* _Reading passage_:
Analysis and Technical Implications
Explicit Object Selection and Ambiguity Mitigation
A central advance in ClickAIXR is the GCW, which eliminates the need for separate vision segmentation and enables precise, user-driven ROI cropping. This not only reduces pipeline latency but also directly addresses pronoun ambiguity present in gaze/voice-only paradigms. The system’s design ensures the model operates only on the explicitly selected ROI, increasing transparency and user trust, especially in cases where fine-grained object reference is critical (e.g., distinguishing a nose from a face within the same bounding area).
Privacy, Latency, and Deployability
Running all inference locally confers several advantages:
- Privacy: No visual or spoken data leaves the device; no third-party cloud exposure.
- Latency: Predictable, network-independent processing, immune to bandwidth fluctuations.
- Sustainability: Removes recurring costs (subscriptions, high energy usage from cloud compute).
- Customizability: Supports local fine-tuning of models for specific scenarios, impossible with most proprietary APIs.
The primary trade-off is hardware-limited model complexity, which constrains the semantic depth and fluency achievable compared to cloud-scale LLMs/VLMs. However, this is mitigated by recent progress in mobile-capable VLM architectures, model quantization, and XR-specific optimization frameworks as established by MobileVLM [7], TinyVLA [12], and benchmarking pipelines like AIvaluateXR [15].
Broader Impact and Future Directions
ClickAIXR demonstrates the technical feasibility and design trade-offs of deploying local, multimodal VLMs in XR settings. Its segmentation-free, gaze/controller-based selection is a scalable design for low-ambiguity, privacy-preserving interaction. As dedicated hardware accelerators and memory capacities proliferate in XR devices, the real-time, on-device deployment of more complex, instruction-tuned VLMs becomes increasingly viable.
Future advances will likely focus on:
- Inference acceleration via GPU or dedicated AI processors
- Model architecture compactness (quantized/distilled models)

* _Prompt A_:
From the ClickAIXR analysis, return the passage that begins at the words "Broader Impact and" and stops after the words "becomes increasingly viable.".
* _Prompt B_:
Translate this sentence from the ClickAIXR analysis into Spanish: "The primary trade-off is hardware-limited model complexity, which constrains the semantic depth and fluency achievable compared to cloud-scale LLMs/VLMs."
The rows after the ClickAIXR analysis are not needed for this exercise.

* _Recorded data_:
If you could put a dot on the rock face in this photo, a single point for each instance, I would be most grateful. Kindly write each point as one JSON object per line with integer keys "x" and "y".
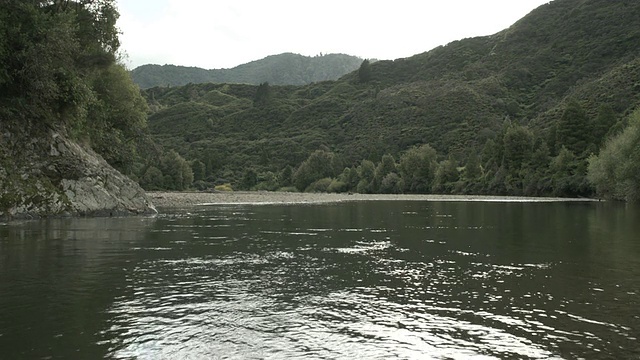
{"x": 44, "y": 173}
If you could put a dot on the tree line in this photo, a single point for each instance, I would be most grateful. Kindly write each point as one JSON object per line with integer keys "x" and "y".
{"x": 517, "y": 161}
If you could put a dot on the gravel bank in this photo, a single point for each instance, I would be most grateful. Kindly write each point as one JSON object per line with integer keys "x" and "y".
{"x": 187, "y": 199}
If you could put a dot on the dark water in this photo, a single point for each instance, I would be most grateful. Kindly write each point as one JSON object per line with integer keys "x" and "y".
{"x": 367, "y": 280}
---
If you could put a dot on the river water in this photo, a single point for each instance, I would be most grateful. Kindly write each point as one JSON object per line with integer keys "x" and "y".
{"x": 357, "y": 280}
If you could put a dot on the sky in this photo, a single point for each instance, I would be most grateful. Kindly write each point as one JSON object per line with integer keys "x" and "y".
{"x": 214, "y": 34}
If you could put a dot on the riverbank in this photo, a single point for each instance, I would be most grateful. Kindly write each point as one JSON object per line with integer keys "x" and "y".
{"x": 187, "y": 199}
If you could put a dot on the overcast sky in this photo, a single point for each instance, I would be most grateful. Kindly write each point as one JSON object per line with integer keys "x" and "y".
* * *
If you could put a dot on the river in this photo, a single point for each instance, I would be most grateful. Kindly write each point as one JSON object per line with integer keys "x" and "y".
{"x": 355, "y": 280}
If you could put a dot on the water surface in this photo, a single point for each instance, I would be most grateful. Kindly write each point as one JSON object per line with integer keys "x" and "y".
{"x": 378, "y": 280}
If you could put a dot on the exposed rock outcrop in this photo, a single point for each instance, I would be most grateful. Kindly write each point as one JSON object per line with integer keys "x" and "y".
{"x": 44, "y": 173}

* _Task solution A_:
Broader Impact and Future Directions
ClickAIXR demonstrates the technical feasibility and design trade-offs of deploying local, multimodal VLMs in XR settings. Its segmentation-free, gaze/controller-based selection is a scalable design for low-ambiguity, privacy-preserving interaction. As dedicated hardware accelerators and memory capacities proliferate in XR devices, the real-time, on-device deployment of more complex, instruction-tuned VLMs becomes increasingly viable.

* _Task solution B_:
La principal contrapartida es la complejidad del modelo limitada por el hardware, que restringe la profundidad semántica y la fluidez alcanzables en comparación con los LLM/VLM a escala de la nube.